**Exercise brief**
Revise the lines below so that "bounding box" is replaced by "bounding rectangle" wherever it appears, leaving everything else as it is.

# start of Information supplied

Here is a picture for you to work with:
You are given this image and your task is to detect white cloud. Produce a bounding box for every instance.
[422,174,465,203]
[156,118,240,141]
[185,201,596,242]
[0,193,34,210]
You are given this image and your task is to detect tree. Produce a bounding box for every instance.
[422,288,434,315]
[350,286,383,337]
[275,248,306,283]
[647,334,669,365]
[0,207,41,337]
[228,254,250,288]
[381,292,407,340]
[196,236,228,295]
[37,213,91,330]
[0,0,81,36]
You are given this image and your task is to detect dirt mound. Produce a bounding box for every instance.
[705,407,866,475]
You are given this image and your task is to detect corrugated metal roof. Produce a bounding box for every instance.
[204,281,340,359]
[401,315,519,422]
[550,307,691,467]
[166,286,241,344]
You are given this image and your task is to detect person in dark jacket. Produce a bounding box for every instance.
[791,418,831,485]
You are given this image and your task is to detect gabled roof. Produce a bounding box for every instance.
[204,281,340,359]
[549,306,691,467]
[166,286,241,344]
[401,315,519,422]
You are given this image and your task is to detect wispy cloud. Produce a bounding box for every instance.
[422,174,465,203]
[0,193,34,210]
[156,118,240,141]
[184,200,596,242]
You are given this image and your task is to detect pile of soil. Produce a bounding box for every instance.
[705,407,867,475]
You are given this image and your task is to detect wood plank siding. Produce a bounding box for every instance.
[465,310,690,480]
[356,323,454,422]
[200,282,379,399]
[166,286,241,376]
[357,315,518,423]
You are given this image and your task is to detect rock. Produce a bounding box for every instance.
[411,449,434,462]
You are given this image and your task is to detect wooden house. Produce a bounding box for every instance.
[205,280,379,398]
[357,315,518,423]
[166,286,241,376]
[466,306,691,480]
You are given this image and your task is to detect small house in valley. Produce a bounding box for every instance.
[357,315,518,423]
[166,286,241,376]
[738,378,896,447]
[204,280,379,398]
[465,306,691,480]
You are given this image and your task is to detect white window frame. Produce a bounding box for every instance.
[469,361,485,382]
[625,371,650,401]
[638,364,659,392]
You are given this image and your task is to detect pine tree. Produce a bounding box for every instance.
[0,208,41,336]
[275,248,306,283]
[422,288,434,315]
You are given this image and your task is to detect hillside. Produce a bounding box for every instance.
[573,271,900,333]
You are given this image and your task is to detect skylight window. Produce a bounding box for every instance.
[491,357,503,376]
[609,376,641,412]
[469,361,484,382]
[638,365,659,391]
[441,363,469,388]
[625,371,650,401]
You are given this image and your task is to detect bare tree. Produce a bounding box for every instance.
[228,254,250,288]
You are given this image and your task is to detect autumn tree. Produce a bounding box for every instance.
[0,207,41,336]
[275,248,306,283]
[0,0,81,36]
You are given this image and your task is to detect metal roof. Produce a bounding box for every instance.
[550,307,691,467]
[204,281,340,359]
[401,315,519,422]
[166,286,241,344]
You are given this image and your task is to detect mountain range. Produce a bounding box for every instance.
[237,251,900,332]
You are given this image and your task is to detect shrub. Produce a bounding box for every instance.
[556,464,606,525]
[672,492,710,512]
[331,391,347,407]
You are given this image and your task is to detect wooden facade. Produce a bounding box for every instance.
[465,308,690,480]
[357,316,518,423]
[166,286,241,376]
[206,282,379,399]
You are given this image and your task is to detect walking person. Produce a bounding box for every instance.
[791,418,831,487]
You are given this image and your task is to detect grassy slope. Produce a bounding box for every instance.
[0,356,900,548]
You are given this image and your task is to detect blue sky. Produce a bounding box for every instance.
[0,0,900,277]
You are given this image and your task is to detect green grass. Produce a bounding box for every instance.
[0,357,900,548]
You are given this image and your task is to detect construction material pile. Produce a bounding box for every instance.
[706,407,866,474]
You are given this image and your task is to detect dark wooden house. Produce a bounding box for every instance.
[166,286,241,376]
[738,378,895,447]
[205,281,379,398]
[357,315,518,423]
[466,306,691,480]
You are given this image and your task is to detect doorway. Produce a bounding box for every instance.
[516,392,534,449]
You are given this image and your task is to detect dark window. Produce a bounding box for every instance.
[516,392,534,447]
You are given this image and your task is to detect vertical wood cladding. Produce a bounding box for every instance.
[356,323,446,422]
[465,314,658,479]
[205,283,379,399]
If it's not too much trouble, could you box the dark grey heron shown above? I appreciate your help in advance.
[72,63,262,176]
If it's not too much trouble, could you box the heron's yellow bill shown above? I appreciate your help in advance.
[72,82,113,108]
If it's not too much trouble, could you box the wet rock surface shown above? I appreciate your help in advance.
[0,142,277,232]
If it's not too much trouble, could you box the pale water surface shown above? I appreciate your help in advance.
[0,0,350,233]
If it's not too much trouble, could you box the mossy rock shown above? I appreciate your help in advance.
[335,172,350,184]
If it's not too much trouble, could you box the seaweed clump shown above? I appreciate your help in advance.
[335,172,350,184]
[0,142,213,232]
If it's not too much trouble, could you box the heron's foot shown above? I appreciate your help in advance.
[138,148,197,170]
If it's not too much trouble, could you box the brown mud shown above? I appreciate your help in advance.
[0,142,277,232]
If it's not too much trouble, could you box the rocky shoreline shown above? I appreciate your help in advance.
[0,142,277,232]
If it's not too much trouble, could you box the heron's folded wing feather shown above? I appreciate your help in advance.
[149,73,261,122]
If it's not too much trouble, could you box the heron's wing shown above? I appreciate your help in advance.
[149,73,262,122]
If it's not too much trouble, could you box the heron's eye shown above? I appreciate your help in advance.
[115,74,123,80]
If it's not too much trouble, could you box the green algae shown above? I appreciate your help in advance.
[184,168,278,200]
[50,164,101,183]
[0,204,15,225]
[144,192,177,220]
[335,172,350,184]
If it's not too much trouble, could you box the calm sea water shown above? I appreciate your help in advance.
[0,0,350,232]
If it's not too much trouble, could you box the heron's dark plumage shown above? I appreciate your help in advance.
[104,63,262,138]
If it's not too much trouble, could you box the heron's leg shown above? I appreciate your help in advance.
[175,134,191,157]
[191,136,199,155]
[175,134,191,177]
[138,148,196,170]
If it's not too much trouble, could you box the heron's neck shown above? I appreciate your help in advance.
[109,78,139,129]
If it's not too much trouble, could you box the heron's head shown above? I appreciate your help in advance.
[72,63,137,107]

# end of Information supplied

**Response to this exercise**
Here is a picture for you to work with:
You are given this image and your task is to detect white cloud. Produce a bounding rectangle for every instance.
[422,174,465,203]
[156,118,240,141]
[185,201,596,242]
[0,193,34,210]
You are given this image and your task is to detect tree. Produce a bounding rectangle for every instance.
[422,288,434,315]
[350,286,383,337]
[275,248,306,283]
[647,334,669,365]
[0,207,41,337]
[228,254,250,288]
[381,292,407,340]
[196,236,228,295]
[37,213,91,330]
[0,0,81,36]
You are given this image and your task is to detect dirt mound. Produce a bounding rectangle for every instance.
[705,407,866,475]
You are given this image and your task is to detect corrugated metal roof. Produce a bounding rectangle for every instance.
[204,281,340,359]
[401,315,519,422]
[550,307,691,467]
[166,286,241,344]
You are given this image and your task is to detect person in dark jacket. Produce a bounding rectangle for every instance.
[791,418,831,485]
You are given this image and your task is to detect gabled roof. Produce a bounding rectangle for every instance.
[204,281,340,359]
[549,306,691,467]
[166,286,241,344]
[401,315,519,422]
You are given this image and your task is to detect wispy cloud. Produce a bounding rectangle for every instance.
[422,174,465,203]
[0,193,34,210]
[156,118,240,141]
[184,200,596,242]
You are given this image and your task is to detect pile of soil. Produce a bounding rectangle for every instance.
[705,407,867,475]
You are given this image and your task is to detect wood plank siding. Produce a bounding rectangle for every instance.
[465,310,690,480]
[356,323,454,422]
[200,282,379,399]
[166,286,241,376]
[357,315,518,423]
You are given this image and your task is to detect rock. Produce a bounding rectangle for every instance.
[411,449,434,462]
You are given this image and your task is to detect wooden house. Produce a bounding rectangle for every instance.
[205,280,379,398]
[357,315,518,423]
[166,286,241,376]
[466,306,691,480]
You are given this image and your task is to detect small house in valley. Produce a bounding rectangle for every instance.
[357,315,518,423]
[166,286,241,376]
[738,378,896,447]
[204,280,379,398]
[465,306,691,480]
You are given this image and your task is to detect white window frame. Produce a bounding rectangle for every instance.
[469,361,485,382]
[625,371,650,401]
[638,364,659,392]
You are given this image and your task is to detect pine tree. Produce a bounding rectangle for every instance.
[0,208,41,336]
[275,248,306,283]
[422,288,434,315]
You are given this image and your task is to detect hillside. Produce a bounding rectangle for every instance.
[573,271,900,333]
You are given this image and your task is to detect skylight window. Produce a bounding rectangle for every instance.
[491,357,503,376]
[609,376,641,412]
[469,361,484,382]
[638,365,659,391]
[441,363,469,388]
[625,371,650,401]
You are given this image and your task is to detect bare tree. Produce a bounding rectangle for every instance.
[228,254,250,288]
You are given this image and your task is to detect autumn tree. Produce a bounding rectangle for every instance.
[0,207,41,336]
[275,248,306,283]
[0,0,81,36]
You are given this image and your task is to detect metal roof. Produce a bounding rectangle for every instance.
[550,307,691,467]
[204,281,340,359]
[401,315,519,422]
[166,286,241,344]
You are given this image and your task is to detect mountain range. Produce a bounding rectangle for every instance.
[237,251,900,332]
You are given this image and your task is to detect shrub. Produce a bounding rectangle for every instance.
[556,464,606,525]
[672,492,710,512]
[331,391,347,407]
You are given this image and your task is to detect wooden facade. Produce a bounding rectangle for every instance.
[465,308,690,480]
[357,316,518,423]
[166,286,241,376]
[206,282,379,399]
You are given this image and your task is to detect walking person. Produce a bounding rectangle for every instance.
[791,418,831,487]
You are given this image and your task is to detect grassy slope. Produce a bounding rectangle for every instance.
[0,356,900,548]
You are given this image and your task is to detect blue sky. Produce a bounding rectangle for every instance.
[0,0,900,277]
You are given this image and your task is to detect green grass. Produce a bounding rectangle for every instance.
[0,357,900,548]
You are given this image and your task is to detect construction material pile. Produce a bounding rectangle for every instance.
[706,407,866,474]
You are given this image and your task is to detect dark wooden house. Produce a bounding rectangle for every instance.
[166,286,241,376]
[738,378,895,447]
[205,281,379,398]
[357,315,518,423]
[466,306,691,480]
You are given this image and your task is to detect doorway. Produce a bounding rectangle for every instance.
[516,392,534,449]
You are given this image and your task is to detect dark window. Produce a bounding rectangle for every instance.
[516,392,534,447]
You are given this image and your task is to detect vertical wood cladding. Produce a bounding rectangle for every instance.
[356,323,446,422]
[465,314,658,479]
[205,283,379,399]
If it's not too much trouble, could you box the dark grey heron shown above? I appreciate your help in advance.
[72,63,262,176]
If it's not too much trouble, could you box the heron's yellow bill shown above? I appreciate your help in advance.
[72,82,113,108]
If it's not too much trouble, could you box the wet rock surface shown above? I appreciate your help in advance.
[0,142,277,232]
If it's not too much trouble, could you box the pale water surface shown above? I appreciate your help in advance.
[0,0,350,233]
If it's not too much trouble, could you box the mossy rock shown above? I appreciate your help in advance.
[335,172,350,184]
If it's not too much trouble, could you box the seaweed clump shown above? I appreciate your help in advance.
[335,172,350,184]
[0,142,213,232]
If it's not too much trouble, could you box the heron's foot shown above? I appreciate your help in advance.
[138,148,197,170]
If it's not too much trouble, could you box the brown mud shown above? I appreciate your help in advance.
[0,142,277,232]
If it's not too much trouble, could you box the rocky shoreline shown above? I appreciate your help in advance.
[0,142,277,232]
If it's not too much trouble, could you box the heron's folded wing feather shown above? I appreciate your help in advance.
[149,73,261,122]
If it's not too much trouble, could you box the heron's wing shown above? I appreciate your help in advance.
[149,73,262,122]
If it's not too much trouble, could you box the heron's eye shown above? I appreciate your help in advance.
[115,74,123,80]
If it's not too much trouble, could you box the green algae shown above? I appreciate your help in advance.
[184,168,278,200]
[50,164,101,183]
[0,204,15,225]
[144,192,177,220]
[335,172,350,184]
If it's not too much trouble, could you box the calm sea water shown above? I appreciate your help in advance.
[0,0,350,232]
If it's not too much trouble, could you box the heron's dark plumage shown above? I appreciate your help in advance.
[104,63,262,138]
If it's not too much trouble, could you box the heron's leg shown above? I appreciate your help in advance.
[175,134,191,157]
[191,136,199,155]
[175,134,191,177]
[138,148,196,170]
If it's not too much trouble, could you box the heron's neck shown above? I appreciate your help in advance.
[109,78,139,129]
If it's not too much trouble, could you box the heron's head shown above? I appreciate your help in advance.
[72,63,137,107]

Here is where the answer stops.